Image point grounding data

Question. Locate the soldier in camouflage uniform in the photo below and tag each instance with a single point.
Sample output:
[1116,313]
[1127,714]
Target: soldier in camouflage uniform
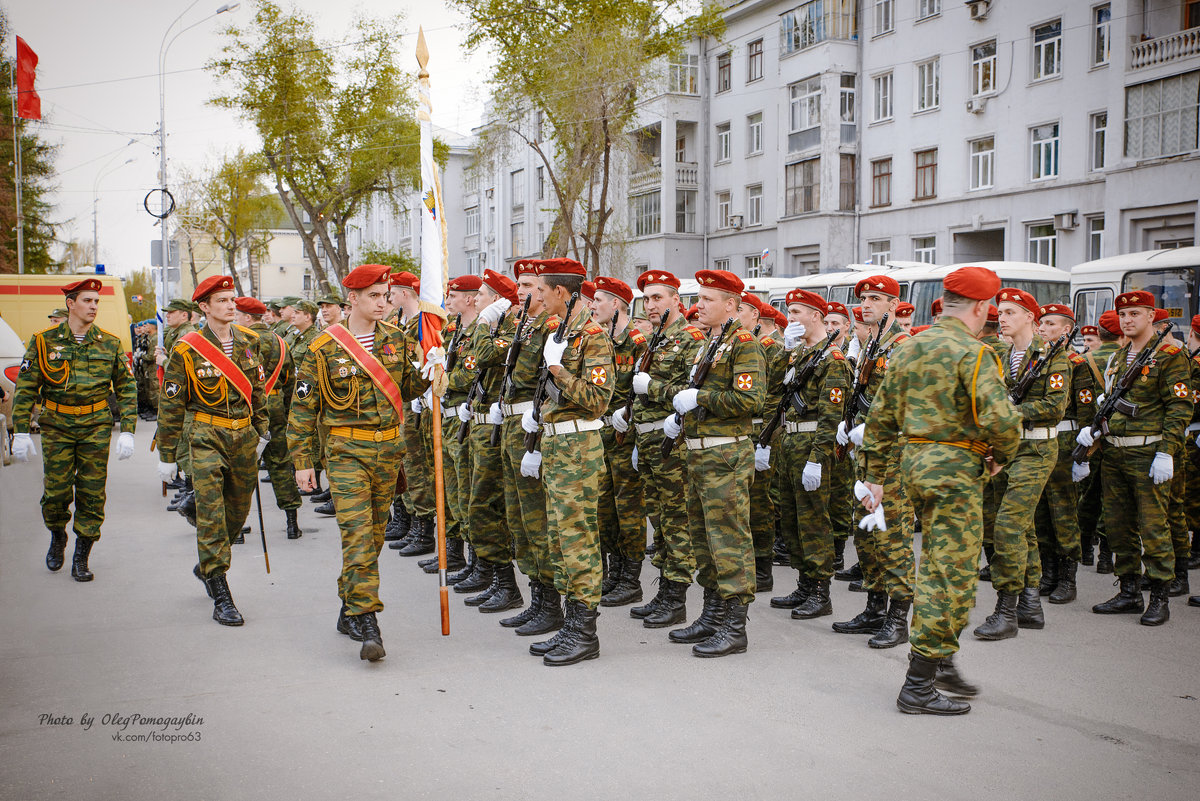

▶ Instructions for the task:
Where the word "soldier" shows up in a line of the entries above, copy that line.

▶ Exercise response:
Question. Locate the soldier in camouflage uniform in the photo below and tag each instance with a single point.
Target: soldier in camouflage uniform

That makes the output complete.